Among the entries, how many lines carry the string "green"? Give the number and nothing else.

EXTRACTED ENTRIES Start Marker

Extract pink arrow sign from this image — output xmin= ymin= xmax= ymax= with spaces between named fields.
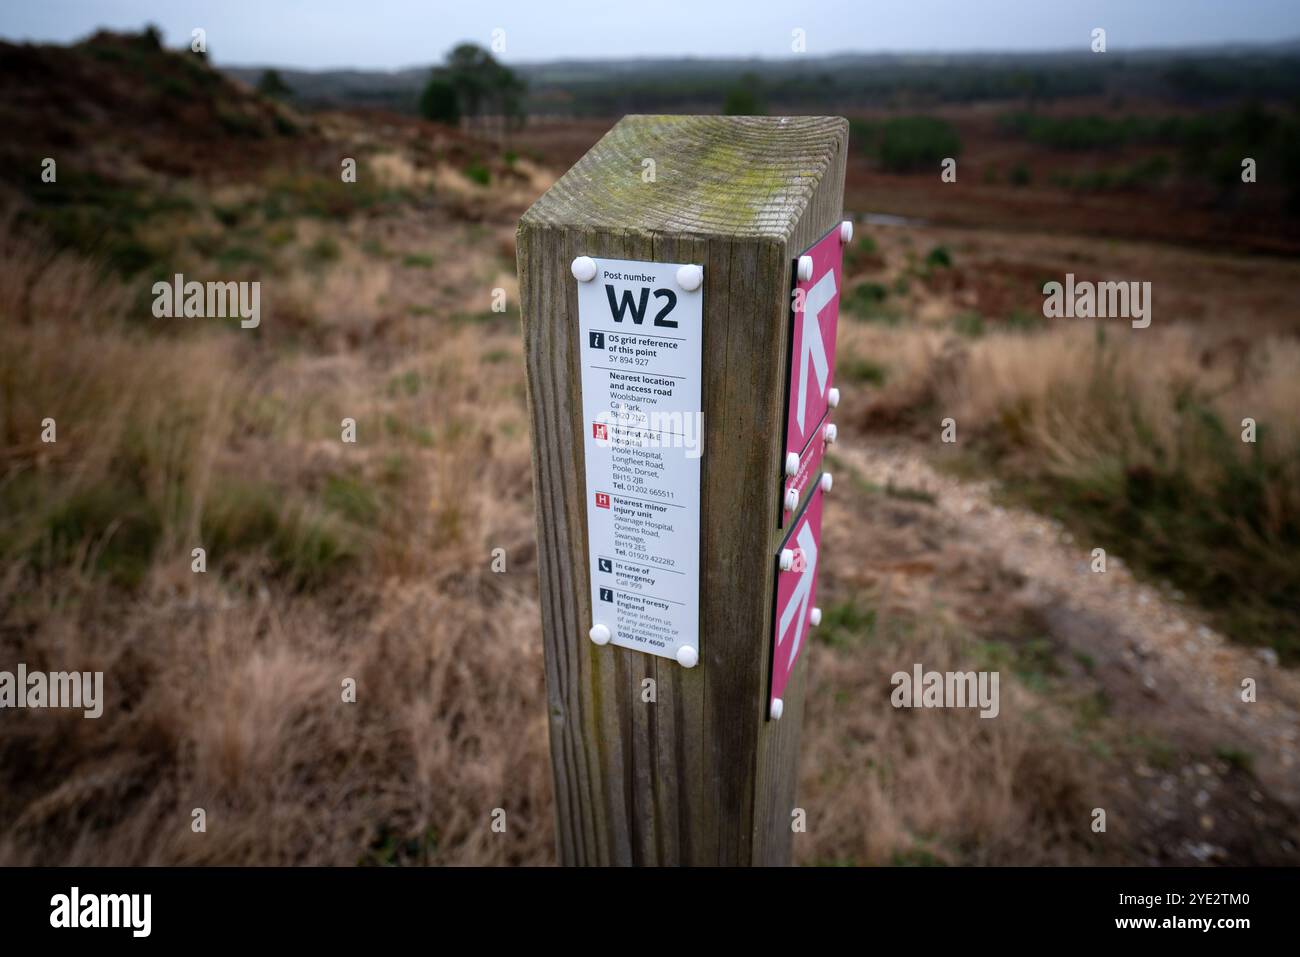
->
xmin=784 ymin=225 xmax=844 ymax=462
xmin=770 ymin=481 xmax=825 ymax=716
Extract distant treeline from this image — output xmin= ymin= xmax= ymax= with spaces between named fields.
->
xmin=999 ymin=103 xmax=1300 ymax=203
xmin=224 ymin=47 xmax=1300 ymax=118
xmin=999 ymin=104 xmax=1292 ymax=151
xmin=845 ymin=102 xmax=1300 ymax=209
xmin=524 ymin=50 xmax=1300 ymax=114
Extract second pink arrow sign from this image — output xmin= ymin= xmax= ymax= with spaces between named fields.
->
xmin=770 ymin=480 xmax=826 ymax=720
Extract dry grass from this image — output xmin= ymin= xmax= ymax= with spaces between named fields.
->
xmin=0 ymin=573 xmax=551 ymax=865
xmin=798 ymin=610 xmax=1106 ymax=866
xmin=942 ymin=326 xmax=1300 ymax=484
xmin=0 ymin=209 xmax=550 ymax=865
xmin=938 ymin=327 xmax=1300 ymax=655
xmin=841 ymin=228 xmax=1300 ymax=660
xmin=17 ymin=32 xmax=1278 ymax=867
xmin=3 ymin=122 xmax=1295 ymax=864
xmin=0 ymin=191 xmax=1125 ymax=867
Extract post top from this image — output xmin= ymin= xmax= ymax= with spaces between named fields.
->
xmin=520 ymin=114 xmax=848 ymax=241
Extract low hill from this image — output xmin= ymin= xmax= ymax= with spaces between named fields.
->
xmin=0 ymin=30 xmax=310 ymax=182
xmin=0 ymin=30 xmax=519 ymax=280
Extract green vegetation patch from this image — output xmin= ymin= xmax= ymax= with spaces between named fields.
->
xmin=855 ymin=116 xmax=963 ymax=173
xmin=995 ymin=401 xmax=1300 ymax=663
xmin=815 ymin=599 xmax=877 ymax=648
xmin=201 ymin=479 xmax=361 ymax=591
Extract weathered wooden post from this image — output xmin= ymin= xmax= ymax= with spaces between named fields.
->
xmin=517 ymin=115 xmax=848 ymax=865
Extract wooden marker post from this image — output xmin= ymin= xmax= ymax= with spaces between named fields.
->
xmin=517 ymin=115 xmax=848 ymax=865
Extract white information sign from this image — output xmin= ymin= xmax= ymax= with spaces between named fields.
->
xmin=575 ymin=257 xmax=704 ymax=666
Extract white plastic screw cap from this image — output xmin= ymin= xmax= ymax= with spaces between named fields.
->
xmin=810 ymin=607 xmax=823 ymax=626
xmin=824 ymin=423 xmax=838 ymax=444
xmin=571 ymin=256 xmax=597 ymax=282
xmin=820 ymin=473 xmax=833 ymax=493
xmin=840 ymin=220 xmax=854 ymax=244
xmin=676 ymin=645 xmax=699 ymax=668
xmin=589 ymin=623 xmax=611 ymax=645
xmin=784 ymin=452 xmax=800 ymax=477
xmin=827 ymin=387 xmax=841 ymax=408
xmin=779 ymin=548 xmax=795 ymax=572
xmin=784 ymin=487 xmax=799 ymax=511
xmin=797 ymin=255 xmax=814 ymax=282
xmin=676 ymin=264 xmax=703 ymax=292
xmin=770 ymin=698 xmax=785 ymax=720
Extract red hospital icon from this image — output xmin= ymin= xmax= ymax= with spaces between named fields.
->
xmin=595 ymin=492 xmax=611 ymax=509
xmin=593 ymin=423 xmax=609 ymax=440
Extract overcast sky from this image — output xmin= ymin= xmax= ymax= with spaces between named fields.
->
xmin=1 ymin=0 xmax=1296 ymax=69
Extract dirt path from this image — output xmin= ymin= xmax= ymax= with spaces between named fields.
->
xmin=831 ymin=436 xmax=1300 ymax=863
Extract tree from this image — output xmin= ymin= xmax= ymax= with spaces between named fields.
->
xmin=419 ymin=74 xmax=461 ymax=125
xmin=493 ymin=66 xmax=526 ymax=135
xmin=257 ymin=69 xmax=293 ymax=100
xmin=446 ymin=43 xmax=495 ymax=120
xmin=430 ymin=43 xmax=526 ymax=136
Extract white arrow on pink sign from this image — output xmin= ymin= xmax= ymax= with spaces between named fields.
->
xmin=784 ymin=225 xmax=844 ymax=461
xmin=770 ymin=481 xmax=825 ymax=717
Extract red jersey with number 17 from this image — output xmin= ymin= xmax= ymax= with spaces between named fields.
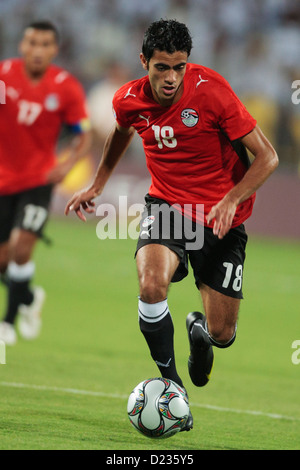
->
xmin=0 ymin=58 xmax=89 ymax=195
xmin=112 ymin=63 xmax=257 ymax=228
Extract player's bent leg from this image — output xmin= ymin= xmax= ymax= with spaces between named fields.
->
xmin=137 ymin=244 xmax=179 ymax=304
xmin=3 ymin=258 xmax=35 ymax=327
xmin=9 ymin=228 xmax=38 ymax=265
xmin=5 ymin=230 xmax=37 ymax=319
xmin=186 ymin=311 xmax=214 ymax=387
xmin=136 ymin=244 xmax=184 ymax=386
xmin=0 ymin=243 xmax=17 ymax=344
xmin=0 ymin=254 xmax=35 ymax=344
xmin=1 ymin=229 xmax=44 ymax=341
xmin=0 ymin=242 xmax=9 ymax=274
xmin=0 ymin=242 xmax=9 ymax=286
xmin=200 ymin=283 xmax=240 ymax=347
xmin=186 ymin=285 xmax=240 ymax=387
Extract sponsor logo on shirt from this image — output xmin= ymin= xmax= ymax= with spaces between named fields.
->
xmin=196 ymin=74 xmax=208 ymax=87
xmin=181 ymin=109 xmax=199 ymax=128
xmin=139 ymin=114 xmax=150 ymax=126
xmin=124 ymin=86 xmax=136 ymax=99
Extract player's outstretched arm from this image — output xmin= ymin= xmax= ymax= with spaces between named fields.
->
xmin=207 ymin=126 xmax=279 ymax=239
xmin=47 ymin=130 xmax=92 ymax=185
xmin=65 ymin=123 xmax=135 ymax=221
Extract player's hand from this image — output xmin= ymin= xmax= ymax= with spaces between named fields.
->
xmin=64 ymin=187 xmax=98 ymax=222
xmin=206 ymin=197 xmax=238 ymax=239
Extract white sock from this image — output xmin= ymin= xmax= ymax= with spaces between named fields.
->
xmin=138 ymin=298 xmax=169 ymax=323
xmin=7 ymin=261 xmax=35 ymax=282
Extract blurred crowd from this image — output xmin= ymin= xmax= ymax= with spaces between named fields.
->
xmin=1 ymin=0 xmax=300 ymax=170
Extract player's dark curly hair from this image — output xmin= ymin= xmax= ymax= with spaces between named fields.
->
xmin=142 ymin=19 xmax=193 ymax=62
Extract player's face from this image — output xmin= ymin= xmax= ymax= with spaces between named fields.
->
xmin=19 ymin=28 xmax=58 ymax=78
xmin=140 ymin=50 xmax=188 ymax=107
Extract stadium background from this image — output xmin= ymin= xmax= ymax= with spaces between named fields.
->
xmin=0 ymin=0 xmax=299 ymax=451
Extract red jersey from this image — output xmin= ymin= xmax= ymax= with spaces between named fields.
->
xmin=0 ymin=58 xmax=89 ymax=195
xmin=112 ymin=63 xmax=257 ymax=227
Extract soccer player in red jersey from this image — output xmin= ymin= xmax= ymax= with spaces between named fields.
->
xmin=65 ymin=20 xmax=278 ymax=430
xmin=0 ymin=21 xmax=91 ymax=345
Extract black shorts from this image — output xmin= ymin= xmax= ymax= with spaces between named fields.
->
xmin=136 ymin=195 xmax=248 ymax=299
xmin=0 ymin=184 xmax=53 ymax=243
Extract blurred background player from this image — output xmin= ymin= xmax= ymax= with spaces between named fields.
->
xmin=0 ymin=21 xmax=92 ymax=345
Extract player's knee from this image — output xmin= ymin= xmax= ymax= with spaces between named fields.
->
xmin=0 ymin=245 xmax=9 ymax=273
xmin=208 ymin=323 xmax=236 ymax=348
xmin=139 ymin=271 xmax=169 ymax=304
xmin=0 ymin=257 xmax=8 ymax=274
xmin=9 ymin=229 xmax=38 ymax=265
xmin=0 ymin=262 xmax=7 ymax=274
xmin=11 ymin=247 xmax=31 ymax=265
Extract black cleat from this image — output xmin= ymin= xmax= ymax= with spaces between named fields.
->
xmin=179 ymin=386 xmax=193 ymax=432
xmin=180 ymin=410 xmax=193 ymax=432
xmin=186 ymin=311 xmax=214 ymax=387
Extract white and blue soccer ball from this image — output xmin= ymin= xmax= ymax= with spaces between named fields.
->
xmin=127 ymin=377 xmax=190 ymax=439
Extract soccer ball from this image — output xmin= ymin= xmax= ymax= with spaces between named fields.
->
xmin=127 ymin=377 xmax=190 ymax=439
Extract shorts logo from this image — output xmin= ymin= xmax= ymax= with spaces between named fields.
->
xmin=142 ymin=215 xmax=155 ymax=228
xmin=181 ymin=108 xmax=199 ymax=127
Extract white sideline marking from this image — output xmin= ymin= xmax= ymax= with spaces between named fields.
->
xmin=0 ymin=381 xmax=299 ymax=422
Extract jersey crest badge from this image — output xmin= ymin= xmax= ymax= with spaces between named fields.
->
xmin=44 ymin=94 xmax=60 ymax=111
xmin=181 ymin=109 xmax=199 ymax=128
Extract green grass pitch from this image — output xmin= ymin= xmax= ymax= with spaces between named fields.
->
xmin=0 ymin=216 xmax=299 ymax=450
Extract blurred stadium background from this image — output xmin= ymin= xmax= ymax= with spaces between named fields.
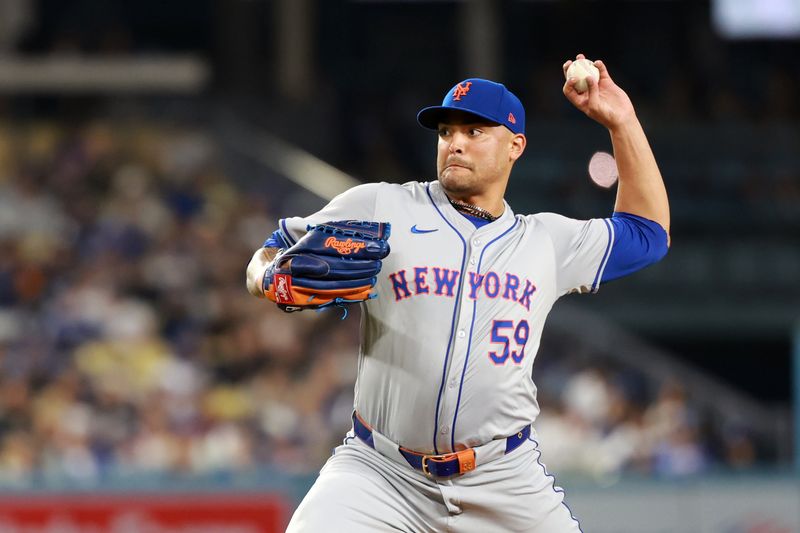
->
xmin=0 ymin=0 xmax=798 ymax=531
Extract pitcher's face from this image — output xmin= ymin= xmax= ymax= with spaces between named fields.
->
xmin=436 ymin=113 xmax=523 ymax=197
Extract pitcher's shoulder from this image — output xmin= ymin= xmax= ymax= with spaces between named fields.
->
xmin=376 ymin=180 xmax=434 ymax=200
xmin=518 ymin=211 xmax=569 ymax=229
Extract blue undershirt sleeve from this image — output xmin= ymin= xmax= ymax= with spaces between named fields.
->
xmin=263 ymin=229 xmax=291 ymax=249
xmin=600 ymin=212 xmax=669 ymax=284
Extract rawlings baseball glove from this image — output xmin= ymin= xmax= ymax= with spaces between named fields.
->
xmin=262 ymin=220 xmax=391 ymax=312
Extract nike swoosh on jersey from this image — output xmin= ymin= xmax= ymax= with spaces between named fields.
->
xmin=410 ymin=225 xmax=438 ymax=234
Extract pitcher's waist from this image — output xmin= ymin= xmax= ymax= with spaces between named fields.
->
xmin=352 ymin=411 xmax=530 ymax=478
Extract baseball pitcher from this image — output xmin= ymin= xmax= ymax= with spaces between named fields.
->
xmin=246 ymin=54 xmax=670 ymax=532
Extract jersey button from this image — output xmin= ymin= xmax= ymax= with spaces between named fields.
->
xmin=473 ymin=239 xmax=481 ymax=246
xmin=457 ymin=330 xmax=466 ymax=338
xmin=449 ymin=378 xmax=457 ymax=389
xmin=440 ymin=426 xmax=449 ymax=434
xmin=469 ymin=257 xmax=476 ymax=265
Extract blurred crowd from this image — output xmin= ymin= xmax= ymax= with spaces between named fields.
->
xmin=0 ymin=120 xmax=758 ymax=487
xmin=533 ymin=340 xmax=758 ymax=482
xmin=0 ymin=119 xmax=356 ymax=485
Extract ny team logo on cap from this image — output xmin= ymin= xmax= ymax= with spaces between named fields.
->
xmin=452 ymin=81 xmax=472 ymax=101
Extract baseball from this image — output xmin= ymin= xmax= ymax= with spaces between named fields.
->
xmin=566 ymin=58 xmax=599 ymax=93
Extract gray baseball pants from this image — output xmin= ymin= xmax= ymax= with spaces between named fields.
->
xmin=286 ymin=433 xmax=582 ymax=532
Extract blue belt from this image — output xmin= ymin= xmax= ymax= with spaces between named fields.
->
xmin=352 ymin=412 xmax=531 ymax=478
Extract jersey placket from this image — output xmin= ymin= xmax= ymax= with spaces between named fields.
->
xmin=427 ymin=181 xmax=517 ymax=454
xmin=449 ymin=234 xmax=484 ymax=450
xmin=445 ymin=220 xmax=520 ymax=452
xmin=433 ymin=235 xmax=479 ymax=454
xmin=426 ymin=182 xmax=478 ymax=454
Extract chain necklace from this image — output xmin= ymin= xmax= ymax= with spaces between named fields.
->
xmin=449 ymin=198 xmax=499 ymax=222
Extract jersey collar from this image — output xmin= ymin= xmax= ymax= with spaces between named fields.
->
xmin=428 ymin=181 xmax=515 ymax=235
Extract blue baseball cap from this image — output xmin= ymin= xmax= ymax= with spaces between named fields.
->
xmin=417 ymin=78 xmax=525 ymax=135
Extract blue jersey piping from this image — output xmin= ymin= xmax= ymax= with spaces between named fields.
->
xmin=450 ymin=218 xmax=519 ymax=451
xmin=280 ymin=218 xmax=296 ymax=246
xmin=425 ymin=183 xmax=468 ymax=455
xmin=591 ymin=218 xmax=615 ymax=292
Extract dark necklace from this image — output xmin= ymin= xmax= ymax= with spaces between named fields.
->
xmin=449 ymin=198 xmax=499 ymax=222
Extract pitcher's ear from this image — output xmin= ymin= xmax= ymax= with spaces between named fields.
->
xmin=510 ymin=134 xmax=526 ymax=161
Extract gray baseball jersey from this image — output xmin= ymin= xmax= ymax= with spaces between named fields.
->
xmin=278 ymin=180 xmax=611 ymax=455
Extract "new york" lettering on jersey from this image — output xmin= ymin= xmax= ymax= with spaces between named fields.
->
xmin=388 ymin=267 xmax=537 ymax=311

EXTRACTED ENTRIES End Marker

*REPLY TO THE EXERCISE*:
2